* **To be done**:
Can you print every one of the rows below word for word, leaving out any picture?

* **Dataset entries**:
────────

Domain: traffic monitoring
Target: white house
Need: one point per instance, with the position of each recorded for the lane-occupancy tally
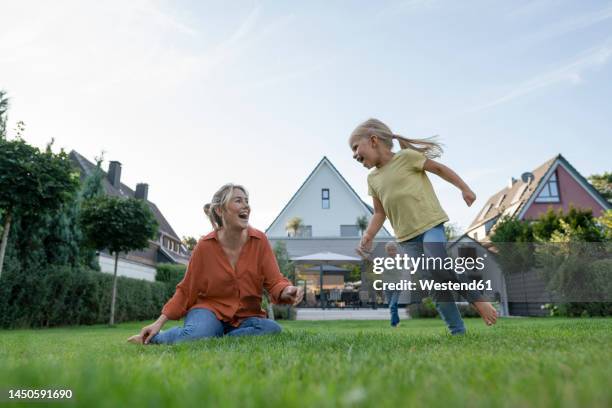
(327, 205)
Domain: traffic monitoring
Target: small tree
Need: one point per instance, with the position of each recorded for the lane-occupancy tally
(190, 242)
(285, 264)
(603, 184)
(3, 113)
(117, 225)
(32, 183)
(362, 224)
(293, 226)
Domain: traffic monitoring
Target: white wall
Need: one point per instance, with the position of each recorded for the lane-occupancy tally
(126, 268)
(344, 209)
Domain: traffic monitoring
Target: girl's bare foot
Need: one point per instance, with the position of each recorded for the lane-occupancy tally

────────

* **Full answer**:
Domain: traffic monitoring
Target: white house
Need: one point per instance, with the position of each recorded for the lane-occupancy tally
(327, 205)
Domain: traffic monitoring
Target: small tree
Need: one point per instance, with the position of each recorded for the lane-occupancy tally
(190, 242)
(285, 264)
(603, 184)
(3, 113)
(117, 225)
(32, 183)
(362, 224)
(293, 226)
Domain: traffic monitoring
Target: white wall
Need: one point per instance, with the position of each recorded for the lane-occupancy tally
(126, 268)
(344, 209)
Domain: traffic monitoring
Target: girl's bare foot
Need: one point per instance, with the position of each recorded for the lane-occupancy tally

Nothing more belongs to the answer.